__原始数据__

· · · ·

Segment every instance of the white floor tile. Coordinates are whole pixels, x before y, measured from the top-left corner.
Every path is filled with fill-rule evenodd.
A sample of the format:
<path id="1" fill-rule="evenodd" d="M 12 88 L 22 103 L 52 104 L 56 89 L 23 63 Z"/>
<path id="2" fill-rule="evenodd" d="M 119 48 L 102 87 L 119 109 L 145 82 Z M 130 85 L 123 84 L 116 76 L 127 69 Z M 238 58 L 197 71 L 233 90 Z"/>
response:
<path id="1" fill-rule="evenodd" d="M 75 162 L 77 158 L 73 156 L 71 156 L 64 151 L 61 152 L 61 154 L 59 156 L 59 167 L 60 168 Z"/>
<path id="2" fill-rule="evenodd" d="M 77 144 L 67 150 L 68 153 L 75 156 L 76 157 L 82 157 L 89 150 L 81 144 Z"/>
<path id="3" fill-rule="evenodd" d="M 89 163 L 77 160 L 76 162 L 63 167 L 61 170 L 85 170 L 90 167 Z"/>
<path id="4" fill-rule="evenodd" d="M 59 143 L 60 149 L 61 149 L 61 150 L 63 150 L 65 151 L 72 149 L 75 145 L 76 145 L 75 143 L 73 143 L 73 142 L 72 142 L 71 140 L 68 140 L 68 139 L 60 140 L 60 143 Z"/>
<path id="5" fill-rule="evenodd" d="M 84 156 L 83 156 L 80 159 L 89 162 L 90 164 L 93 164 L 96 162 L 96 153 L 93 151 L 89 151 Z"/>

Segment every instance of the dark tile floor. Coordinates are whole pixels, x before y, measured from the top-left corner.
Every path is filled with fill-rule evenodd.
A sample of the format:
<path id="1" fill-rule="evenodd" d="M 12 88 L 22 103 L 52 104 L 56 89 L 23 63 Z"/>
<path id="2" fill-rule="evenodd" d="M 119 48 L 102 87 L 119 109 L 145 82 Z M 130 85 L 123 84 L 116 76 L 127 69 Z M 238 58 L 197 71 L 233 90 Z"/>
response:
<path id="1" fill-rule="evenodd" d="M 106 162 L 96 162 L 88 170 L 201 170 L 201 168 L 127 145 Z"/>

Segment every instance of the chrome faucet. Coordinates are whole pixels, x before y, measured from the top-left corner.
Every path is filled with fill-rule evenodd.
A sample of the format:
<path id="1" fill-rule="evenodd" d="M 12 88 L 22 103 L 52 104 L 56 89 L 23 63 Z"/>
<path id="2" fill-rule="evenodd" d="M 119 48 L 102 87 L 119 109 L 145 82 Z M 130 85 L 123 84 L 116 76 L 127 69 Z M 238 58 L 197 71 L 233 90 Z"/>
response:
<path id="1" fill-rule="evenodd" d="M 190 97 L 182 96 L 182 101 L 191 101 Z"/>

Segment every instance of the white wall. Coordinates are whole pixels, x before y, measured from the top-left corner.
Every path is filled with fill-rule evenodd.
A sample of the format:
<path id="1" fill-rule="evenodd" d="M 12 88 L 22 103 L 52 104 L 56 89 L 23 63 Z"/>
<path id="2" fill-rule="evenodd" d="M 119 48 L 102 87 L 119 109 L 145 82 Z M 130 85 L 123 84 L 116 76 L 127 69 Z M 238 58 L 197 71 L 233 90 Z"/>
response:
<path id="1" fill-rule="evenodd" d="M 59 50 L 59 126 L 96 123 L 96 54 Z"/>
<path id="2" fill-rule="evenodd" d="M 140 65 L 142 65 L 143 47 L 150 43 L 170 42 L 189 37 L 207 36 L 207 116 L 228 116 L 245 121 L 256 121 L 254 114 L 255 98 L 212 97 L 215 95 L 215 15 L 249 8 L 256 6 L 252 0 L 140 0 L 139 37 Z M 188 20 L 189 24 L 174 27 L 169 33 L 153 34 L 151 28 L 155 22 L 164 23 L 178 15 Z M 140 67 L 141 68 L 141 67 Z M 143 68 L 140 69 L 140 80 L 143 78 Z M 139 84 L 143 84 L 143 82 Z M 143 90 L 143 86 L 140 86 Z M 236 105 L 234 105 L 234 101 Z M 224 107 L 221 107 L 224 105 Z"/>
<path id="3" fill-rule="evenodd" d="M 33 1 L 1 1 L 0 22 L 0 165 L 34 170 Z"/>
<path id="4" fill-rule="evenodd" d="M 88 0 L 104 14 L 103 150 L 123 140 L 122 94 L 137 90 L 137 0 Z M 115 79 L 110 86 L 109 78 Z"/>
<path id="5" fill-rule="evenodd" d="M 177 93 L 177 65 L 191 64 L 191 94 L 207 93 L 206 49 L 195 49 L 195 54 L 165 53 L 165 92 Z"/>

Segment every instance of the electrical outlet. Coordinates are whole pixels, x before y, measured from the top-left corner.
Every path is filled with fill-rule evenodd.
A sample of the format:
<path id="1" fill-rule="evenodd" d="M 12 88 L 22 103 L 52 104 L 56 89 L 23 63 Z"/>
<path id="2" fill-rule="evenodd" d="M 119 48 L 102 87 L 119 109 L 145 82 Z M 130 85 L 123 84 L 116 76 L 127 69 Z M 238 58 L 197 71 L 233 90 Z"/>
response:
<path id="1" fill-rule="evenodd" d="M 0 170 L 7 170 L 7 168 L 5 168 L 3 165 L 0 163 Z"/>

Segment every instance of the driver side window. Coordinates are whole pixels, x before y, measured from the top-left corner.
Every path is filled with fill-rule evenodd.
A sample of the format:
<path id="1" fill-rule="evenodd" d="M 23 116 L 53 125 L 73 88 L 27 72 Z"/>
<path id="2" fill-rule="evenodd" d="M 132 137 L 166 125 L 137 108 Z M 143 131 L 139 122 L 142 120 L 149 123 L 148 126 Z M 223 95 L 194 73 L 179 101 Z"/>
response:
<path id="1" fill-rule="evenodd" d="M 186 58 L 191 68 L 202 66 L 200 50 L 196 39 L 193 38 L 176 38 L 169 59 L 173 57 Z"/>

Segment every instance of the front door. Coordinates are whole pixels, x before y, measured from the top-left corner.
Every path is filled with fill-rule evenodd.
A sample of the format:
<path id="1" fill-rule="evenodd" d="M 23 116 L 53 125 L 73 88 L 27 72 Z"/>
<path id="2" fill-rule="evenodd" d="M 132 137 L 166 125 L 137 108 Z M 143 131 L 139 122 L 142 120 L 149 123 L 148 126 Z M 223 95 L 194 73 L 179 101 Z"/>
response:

· · · ·

__任务目标__
请把从列表开头到含有"190 97 L 182"的那一行（包括这两端）的内容输出为两列 CSV，列名分别为"输入"和"输出"，每段文字与其答案各占一行。每个值都放在一个带引号的字段里，字段内的换行一律改为空格。

__本题结果__
输入,输出
"Segment every instance of the white floor tile. Coordinates are whole pixels, x before y, measured from the top-left corner. Every path is filled with fill-rule evenodd. A sample of the format: <path id=""1"" fill-rule=""evenodd"" d=""M 12 88 L 22 103 L 52 104 L 56 89 L 23 63 Z""/> <path id=""2"" fill-rule=""evenodd"" d=""M 119 48 L 102 87 L 119 109 L 145 82 Z M 130 85 L 123 84 L 116 76 L 127 69 Z M 238 58 L 197 71 L 233 90 Z""/> response:","<path id=""1"" fill-rule=""evenodd"" d=""M 75 162 L 77 158 L 73 156 L 71 156 L 64 151 L 61 152 L 61 154 L 59 156 L 59 167 L 60 168 Z""/> <path id=""2"" fill-rule=""evenodd"" d=""M 77 144 L 67 150 L 68 153 L 75 156 L 76 157 L 82 157 L 89 150 L 81 144 Z""/> <path id=""3"" fill-rule=""evenodd"" d=""M 89 163 L 77 160 L 76 162 L 63 167 L 61 170 L 85 170 L 90 167 Z""/> <path id=""4"" fill-rule=""evenodd"" d=""M 59 143 L 60 149 L 61 149 L 61 150 L 63 150 L 65 151 L 72 149 L 75 145 L 76 145 L 75 143 L 73 143 L 73 142 L 72 142 L 71 140 L 68 140 L 68 139 L 60 140 L 60 143 Z""/> <path id=""5"" fill-rule=""evenodd"" d=""M 84 156 L 83 156 L 80 159 L 89 162 L 90 164 L 93 164 L 96 162 L 96 153 L 93 151 L 89 151 Z""/>"
"Segment every instance of the dark tile floor. Coordinates are whole pixels, x before y, measured from the top-left corner. Every path is filled with fill-rule evenodd. A sample of the format: <path id=""1"" fill-rule=""evenodd"" d=""M 12 88 L 22 103 L 52 104 L 56 89 L 23 63 Z""/> <path id=""2"" fill-rule=""evenodd"" d=""M 119 48 L 102 87 L 119 109 L 145 82 Z M 130 85 L 123 84 L 116 76 L 127 69 Z M 238 58 L 197 71 L 233 90 Z""/> response:","<path id=""1"" fill-rule=""evenodd"" d=""M 106 162 L 96 162 L 88 170 L 201 170 L 201 168 L 127 145 Z""/>"
"Segment every instance of the chrome faucet. Coordinates are whole pixels, x before y, measured from the top-left corner. Every path is filled with fill-rule evenodd. A sample of the format: <path id=""1"" fill-rule=""evenodd"" d=""M 12 88 L 22 103 L 52 104 L 56 89 L 23 63 Z""/> <path id=""2"" fill-rule=""evenodd"" d=""M 119 48 L 102 87 L 119 109 L 145 82 Z M 130 85 L 123 84 L 116 76 L 127 69 Z M 238 58 L 197 71 L 233 90 Z""/> response:","<path id=""1"" fill-rule=""evenodd"" d=""M 190 97 L 182 96 L 182 101 L 191 101 Z""/>"